## STATED GOAL:
In the excerpt on the film forming step, why is heated N₂ gas supplied into the exhaust pipe 222 at the same time that the processing chamber 202 is being purged? Answer in one to three sentences.

--- start EXCERPTED TEXT ---

In addition, in the film forming step (S104), as described in the first embodiment, at least two types of processing gases (that is, a source gas and a reactant gas) are alternately supplied, and an atmosphere in the processing chamber 202 is purged between the supplies of the processing gases. In parallel with purge of the atmosphere in the processing chamber 202, a N₂gas heated by the heat exchanger 275 is supplied into the exhaust pipe 222. That is, the heated N₂gas is supplied into the exhaust pipe 222 as a purge gas.
As described above, by supplying the heated N₂gas into the exhaust pipe 222 in parallel with purge of the atmosphere in the processing chamber 202, not only an atmosphere in the processing chamber 202 but also an atmosphere in the inside of the exhaust pipe 222 on a downstream side of the vacuum pump 224 is purged. Therefore, it is possible to prevent the processing gases discharged from the processing chamber 202 from staying in the exhaust pipe 222 as residual gases, thereby preventing the exhaust gas from solidifying in the exhaust pipe 222.

--- end EXCERPTED TEXT ---
--- start PROVIDED DATA ---

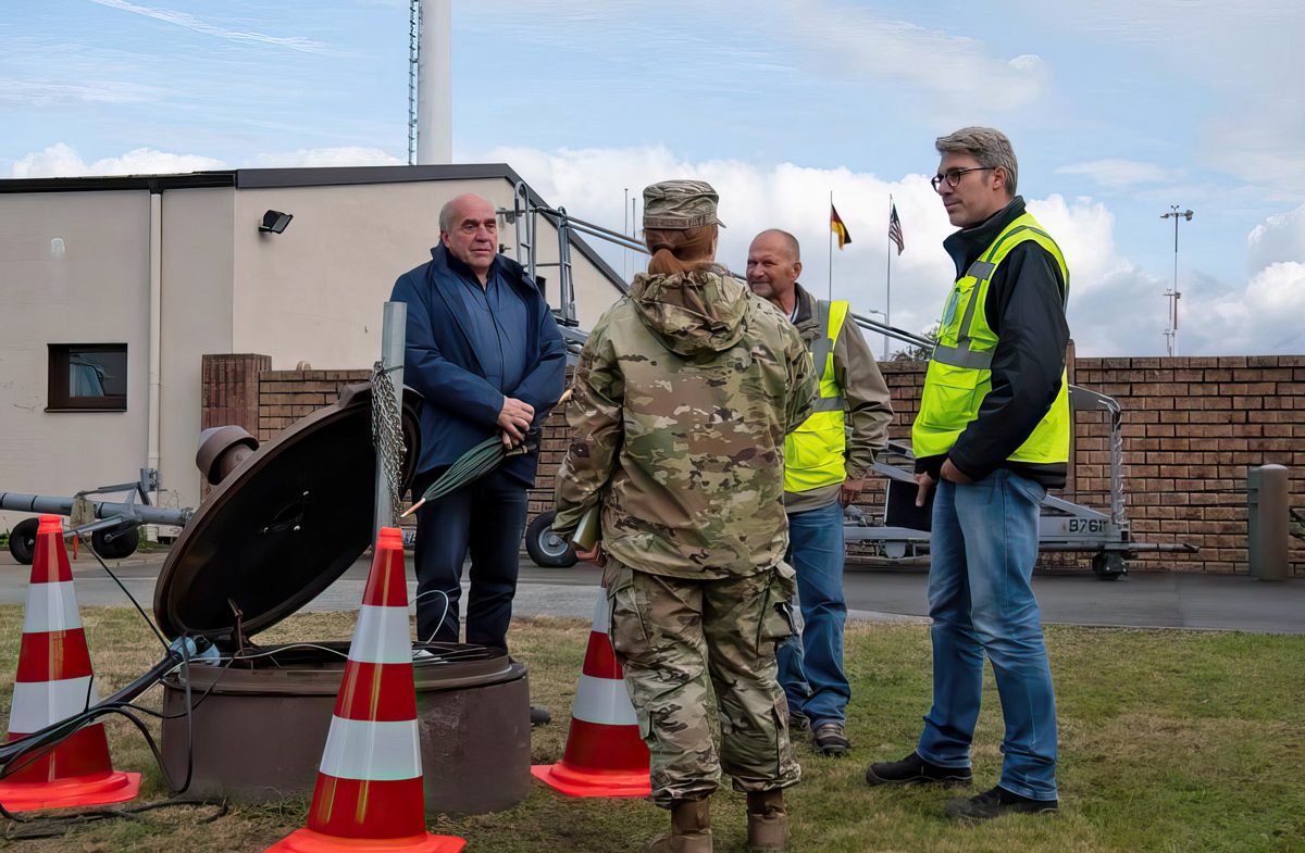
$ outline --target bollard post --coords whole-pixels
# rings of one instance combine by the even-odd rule
[[[1288,573],[1287,467],[1251,468],[1246,475],[1246,550],[1250,575],[1261,580],[1285,580]]]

--- end PROVIDED DATA ---

## COMPLETE ANSWER:
Supplying it in parallel purges the atmosphere inside the exhaust pipe 222 downstream of the vacuum pump 224, as well as the atmosphere in the processing chamber 202. This keeps the processing gases discharged from the chamber from staying in the exhaust pipe as residual gases, which prevents the exhaust gas from solidifying there.